EXTRACTED TEXT:

Content strategy is a long game, and Natalie advises not to look for instant and measurable results.

“If a company doesn’t invest in a content strategy before they invest in content marketing— two very different things— then they’re throwing money down the drain.”

The amount of content people have to sift through day-to-day has grown astronomically over the years. People are suffering from information overload, and the growth of digital platforms means customers receive five times the amount of information as they did in 1986!

So, what’s relevant, and what’s just words on the screen?

Here are three ways to think about content and its relationship with the customer:

Thinking Backwards

Natalie explains that a content team, whether internal or external, needs to lay down the groundwork from the beginning by asking the right questions.

“What interaction with product or service has the customer had before? How can you acknowledge that and how does that determine your relationship with them now?”

These questions help to find the customers’ “motivational triggers.” For example, Natalie has previously worked with AAMI Insurance to identify and deploy a content strategy that identifies and engages with a customer’s motivational triggers.

To identify these triggers, Natalie questioned the following: ‘What motivates a customer to take out an insurance policy for a car? Is it because of the financial year, or a growing family etc?’

Natalie believes creating relevant and targeted content for AAMI depends on the answer to those questions. And for all companies, questions around the customer’s motivation determines how a content team can form the right bond and relationship with the customer.

“Understanding at what point this customer has gotten to this piece of content is really important,” says Natalie.

Asking those questions ensures the content team understand how the business’s needs tie into the customer’s needs. Thinking backwards is about mapping out the customer journey and their experience of the product or service prior to their current interaction.

Thinking Present

Thinking present, Natalie explains, is about understanding who the customer is, what their needs and wants are, and how to engage those needs and wants from a content perspective.

EXERCISE REQUIREMENTS:
1. Answer these questions using the content strategy passage:
(a) How much more information do customers receive now than in 1986?
(b) Which company did Natalie work with on a strategy built around motivational triggers?
(c) What does thinking backwards map out?
2. Carry on with the content strategy passage, starting after its last sentence.

SUPPLIED INFORMATION:

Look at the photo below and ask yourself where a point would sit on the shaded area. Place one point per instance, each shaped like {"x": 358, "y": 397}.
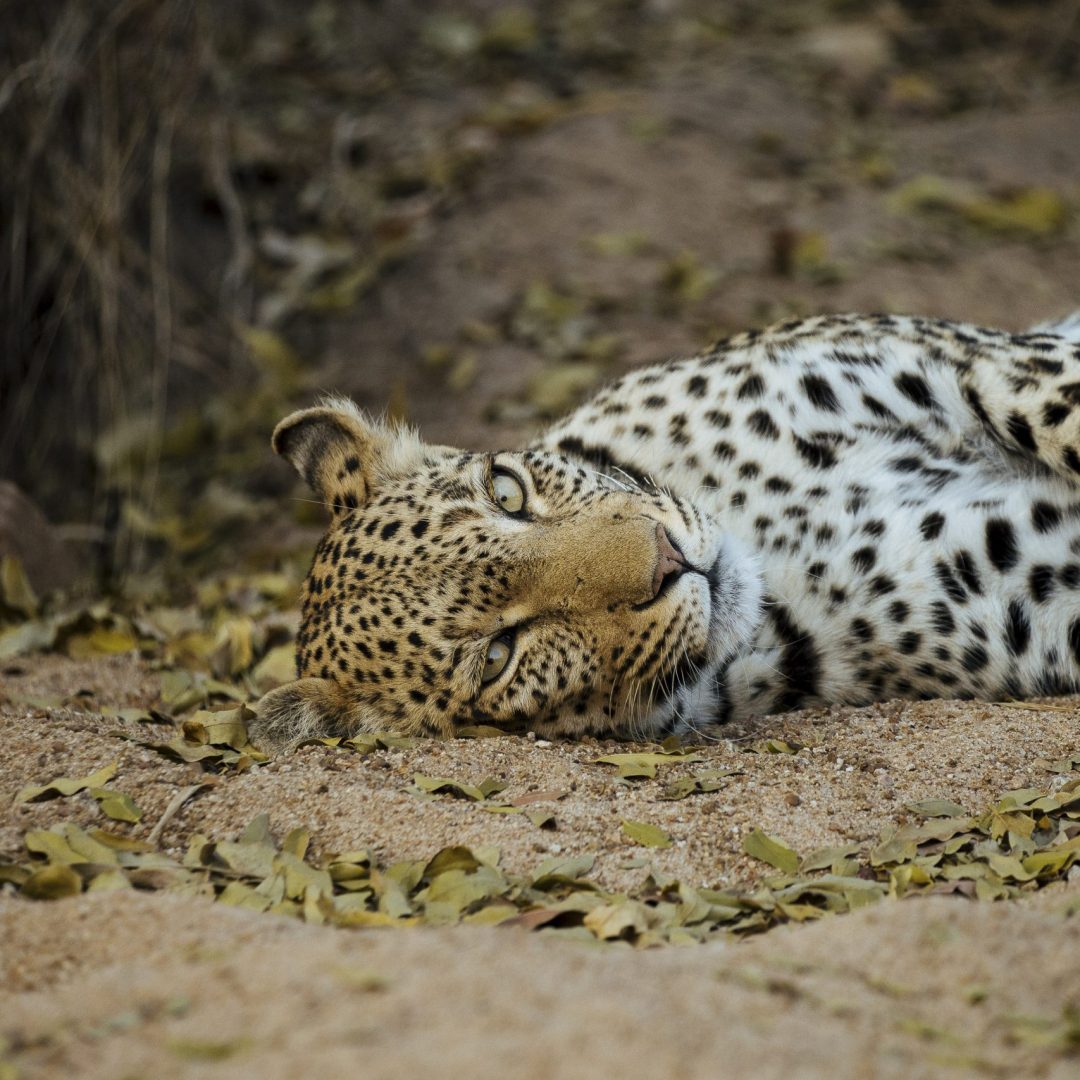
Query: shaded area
{"x": 470, "y": 214}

ANSWERS TO EACH TASK:
1.
(a) Five times as much.
(b) AAMI Insurance.
(c) The customer journey and the customer's experience of the product or service before their current interaction.

2.
“One of the most important things in understanding content strategy and planning content creation is around understanding how that piece of content is being consumed at that point in time,” says Natalie.

Questions to ask include: “What channel is the customer consuming content on? Who is the content going to? What has that customer already seen? Have they already had a face-to-face interaction with the company or is this their first point of call?”

Content is a soft sell, rather than a hard sell, and it’s about nurturing the customer’s needs and wants. This nurturing leads into thinking about the customer’s future.

Thinking Forwards

A good content strategy sets up the future relationship with the customer and looks at how to re-engage them at different points through their journey with a product or service.

“We use an outside-in approach to make sure we’re thinking laterally. That way we’re able to build relationships with our customers, rather than just sell them something.”

In applying your current knowledge of the customer to future strategies, there are simple things Natalie says you can do.

“When you send out an email to a customer, you shouldn’t be sending out emails that don’t include their name if you already have a relationship with them. If that customer has bought something before, then that should be recorded or acknowledged in some way.”

Today, where data is so readily available, Natalie says there’s no excuse for not understanding at what point of the journey a customer finds themselves. Identifying the past, present, and future journey of the customer is a good place to start.